* Your task: Pick out every line in the rows below that contains the string "white" and copy each such line in full. Case counts, so only lines with that exact capitalization qualify.

* Data excerpts:
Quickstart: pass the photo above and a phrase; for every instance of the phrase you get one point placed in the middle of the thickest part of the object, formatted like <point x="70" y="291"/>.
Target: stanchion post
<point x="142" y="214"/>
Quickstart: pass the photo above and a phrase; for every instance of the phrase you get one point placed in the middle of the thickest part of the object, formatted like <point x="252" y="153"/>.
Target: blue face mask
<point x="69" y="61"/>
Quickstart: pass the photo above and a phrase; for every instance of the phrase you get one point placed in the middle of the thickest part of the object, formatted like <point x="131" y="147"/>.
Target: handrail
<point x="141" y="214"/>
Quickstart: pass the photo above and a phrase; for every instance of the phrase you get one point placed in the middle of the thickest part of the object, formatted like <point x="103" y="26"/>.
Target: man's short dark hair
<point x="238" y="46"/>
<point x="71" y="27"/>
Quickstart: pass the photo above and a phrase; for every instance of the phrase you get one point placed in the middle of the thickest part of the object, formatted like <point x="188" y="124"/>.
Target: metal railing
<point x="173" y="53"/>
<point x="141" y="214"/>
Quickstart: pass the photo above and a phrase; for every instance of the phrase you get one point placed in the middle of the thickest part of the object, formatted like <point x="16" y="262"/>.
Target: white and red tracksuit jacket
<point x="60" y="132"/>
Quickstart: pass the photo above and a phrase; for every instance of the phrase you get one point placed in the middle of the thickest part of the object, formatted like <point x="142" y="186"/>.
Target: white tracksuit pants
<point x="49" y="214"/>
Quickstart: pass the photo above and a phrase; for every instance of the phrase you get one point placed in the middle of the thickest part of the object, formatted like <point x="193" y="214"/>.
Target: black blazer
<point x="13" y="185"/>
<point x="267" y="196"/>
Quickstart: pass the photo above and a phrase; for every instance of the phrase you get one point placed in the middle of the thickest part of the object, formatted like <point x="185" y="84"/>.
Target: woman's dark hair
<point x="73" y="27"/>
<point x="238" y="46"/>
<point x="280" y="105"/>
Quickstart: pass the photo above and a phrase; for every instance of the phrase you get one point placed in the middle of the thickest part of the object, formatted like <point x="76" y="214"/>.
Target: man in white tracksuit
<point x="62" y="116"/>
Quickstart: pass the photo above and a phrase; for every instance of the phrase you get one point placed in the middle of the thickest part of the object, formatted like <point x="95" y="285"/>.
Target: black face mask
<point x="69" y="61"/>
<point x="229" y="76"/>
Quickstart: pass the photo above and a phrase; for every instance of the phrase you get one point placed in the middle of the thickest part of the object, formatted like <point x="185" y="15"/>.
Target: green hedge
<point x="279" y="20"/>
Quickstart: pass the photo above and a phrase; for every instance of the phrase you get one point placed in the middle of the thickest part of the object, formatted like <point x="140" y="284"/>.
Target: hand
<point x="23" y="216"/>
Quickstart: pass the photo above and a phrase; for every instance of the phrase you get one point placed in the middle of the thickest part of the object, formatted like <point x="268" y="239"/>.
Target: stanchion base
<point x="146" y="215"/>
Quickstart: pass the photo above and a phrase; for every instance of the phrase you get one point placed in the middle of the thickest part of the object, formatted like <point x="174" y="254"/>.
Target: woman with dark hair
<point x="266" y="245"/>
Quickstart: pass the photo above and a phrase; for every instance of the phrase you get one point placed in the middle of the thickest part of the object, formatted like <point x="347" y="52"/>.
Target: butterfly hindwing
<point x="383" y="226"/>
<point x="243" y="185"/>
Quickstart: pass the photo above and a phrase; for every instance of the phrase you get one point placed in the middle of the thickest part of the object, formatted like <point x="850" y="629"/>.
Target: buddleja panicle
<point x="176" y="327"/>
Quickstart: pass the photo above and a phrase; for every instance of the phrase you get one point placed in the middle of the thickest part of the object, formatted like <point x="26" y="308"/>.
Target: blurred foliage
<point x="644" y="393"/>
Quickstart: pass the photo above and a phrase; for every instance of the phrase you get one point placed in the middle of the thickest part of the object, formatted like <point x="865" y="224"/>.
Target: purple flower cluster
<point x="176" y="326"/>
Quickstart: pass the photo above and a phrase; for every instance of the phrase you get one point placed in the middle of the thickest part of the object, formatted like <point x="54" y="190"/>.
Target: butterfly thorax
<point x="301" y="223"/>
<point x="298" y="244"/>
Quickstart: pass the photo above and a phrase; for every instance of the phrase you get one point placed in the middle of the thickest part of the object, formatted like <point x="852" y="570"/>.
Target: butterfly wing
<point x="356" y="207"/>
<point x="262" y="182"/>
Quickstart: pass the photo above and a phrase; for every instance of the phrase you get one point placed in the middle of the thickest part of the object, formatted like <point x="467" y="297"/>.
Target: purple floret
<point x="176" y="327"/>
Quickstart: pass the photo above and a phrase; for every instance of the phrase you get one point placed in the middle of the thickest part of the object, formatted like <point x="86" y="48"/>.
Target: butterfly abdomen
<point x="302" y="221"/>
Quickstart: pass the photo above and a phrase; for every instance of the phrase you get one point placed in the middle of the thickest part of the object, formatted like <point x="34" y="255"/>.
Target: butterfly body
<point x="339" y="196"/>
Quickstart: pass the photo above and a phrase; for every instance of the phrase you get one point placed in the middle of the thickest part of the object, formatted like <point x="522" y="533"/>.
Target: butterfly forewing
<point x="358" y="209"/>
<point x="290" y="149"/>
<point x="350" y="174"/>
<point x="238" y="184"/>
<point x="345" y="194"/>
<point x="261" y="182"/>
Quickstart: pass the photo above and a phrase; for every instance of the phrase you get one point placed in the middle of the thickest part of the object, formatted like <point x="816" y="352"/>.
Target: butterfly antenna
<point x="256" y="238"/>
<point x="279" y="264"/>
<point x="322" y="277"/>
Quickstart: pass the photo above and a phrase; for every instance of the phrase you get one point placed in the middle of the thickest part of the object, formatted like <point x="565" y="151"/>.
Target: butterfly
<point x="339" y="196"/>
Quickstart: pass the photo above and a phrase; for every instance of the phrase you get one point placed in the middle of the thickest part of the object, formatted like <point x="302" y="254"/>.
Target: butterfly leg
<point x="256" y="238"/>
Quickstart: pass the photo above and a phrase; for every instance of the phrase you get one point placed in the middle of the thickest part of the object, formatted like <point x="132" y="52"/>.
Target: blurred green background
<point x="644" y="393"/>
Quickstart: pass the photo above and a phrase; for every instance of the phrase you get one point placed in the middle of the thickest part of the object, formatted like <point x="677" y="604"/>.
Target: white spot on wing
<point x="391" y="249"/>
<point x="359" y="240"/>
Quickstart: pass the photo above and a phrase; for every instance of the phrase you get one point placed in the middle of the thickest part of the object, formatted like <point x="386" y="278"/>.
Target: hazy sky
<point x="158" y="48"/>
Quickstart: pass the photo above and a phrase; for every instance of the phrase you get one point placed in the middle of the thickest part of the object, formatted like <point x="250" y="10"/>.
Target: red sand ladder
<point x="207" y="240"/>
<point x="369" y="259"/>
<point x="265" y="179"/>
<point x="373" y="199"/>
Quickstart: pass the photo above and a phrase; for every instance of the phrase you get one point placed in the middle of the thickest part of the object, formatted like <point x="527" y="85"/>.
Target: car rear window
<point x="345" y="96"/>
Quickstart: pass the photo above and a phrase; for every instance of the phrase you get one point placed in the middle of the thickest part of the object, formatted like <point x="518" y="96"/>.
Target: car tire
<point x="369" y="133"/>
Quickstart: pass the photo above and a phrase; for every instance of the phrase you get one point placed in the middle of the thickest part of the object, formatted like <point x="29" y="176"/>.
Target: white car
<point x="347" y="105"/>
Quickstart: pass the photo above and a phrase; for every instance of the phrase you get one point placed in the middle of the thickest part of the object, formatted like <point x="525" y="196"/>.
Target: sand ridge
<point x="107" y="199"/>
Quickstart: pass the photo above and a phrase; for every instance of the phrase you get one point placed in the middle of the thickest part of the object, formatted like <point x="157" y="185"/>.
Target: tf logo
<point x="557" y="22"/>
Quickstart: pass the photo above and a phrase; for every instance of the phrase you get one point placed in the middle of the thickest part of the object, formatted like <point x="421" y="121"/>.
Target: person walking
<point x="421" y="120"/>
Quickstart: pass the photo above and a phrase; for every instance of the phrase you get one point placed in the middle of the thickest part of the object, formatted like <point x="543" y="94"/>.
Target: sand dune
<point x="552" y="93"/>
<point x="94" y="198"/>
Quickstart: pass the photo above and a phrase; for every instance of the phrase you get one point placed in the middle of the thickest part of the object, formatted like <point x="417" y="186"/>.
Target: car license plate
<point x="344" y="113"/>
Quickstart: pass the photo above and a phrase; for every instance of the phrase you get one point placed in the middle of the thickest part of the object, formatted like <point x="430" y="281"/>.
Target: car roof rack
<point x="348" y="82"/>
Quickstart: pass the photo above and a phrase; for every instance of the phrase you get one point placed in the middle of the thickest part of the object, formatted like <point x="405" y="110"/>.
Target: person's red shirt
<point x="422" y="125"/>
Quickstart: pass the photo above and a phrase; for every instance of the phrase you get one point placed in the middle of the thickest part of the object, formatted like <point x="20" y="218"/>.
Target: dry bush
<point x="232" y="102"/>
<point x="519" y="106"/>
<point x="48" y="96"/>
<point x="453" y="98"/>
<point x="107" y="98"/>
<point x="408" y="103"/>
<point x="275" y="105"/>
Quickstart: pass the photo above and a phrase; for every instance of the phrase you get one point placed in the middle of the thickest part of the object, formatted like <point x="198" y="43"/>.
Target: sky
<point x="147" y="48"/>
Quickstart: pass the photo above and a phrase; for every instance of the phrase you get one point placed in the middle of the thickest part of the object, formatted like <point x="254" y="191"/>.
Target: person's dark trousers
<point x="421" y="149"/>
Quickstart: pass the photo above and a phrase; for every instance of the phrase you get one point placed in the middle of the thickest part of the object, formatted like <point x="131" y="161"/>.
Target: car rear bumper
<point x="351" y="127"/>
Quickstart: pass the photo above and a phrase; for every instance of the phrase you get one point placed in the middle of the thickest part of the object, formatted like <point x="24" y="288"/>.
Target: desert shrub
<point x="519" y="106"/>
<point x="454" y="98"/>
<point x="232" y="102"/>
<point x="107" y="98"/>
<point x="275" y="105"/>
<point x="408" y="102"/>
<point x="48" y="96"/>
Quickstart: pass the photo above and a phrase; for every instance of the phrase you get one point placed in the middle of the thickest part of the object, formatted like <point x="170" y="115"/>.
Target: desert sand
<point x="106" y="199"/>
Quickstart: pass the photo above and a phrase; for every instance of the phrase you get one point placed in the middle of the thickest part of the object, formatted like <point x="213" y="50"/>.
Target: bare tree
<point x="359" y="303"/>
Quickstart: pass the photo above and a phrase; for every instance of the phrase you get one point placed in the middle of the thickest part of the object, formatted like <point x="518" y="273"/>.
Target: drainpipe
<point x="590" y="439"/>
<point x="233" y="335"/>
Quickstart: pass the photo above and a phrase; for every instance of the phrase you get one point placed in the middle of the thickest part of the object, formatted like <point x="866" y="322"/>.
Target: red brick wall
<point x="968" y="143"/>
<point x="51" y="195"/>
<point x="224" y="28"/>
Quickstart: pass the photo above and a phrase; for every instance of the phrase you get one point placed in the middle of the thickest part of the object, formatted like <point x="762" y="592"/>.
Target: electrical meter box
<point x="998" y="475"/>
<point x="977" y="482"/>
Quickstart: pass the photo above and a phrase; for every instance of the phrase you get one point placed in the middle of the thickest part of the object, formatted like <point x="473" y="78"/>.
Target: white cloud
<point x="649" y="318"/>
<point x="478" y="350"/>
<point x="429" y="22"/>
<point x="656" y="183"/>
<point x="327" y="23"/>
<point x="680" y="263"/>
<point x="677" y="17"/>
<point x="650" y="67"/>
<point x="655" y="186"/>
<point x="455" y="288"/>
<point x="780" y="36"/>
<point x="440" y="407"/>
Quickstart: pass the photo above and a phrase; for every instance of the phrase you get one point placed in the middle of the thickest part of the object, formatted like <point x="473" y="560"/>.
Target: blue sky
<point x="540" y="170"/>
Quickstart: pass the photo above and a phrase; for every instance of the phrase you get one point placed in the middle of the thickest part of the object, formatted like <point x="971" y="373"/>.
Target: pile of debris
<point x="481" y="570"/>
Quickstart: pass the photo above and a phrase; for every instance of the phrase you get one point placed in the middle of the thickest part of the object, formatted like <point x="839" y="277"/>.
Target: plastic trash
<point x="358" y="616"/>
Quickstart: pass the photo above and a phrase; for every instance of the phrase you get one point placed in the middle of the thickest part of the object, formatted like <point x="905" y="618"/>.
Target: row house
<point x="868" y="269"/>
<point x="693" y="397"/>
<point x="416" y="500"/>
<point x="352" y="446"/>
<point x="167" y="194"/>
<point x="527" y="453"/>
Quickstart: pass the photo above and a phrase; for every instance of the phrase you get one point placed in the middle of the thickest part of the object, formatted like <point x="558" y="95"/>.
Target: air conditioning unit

* The completed task:
Target: white and red tracksuit jacket
Target: white tracksuit pants
Target: man in white tracksuit
Target: white spot on wing
Target: white car
Target: white cloud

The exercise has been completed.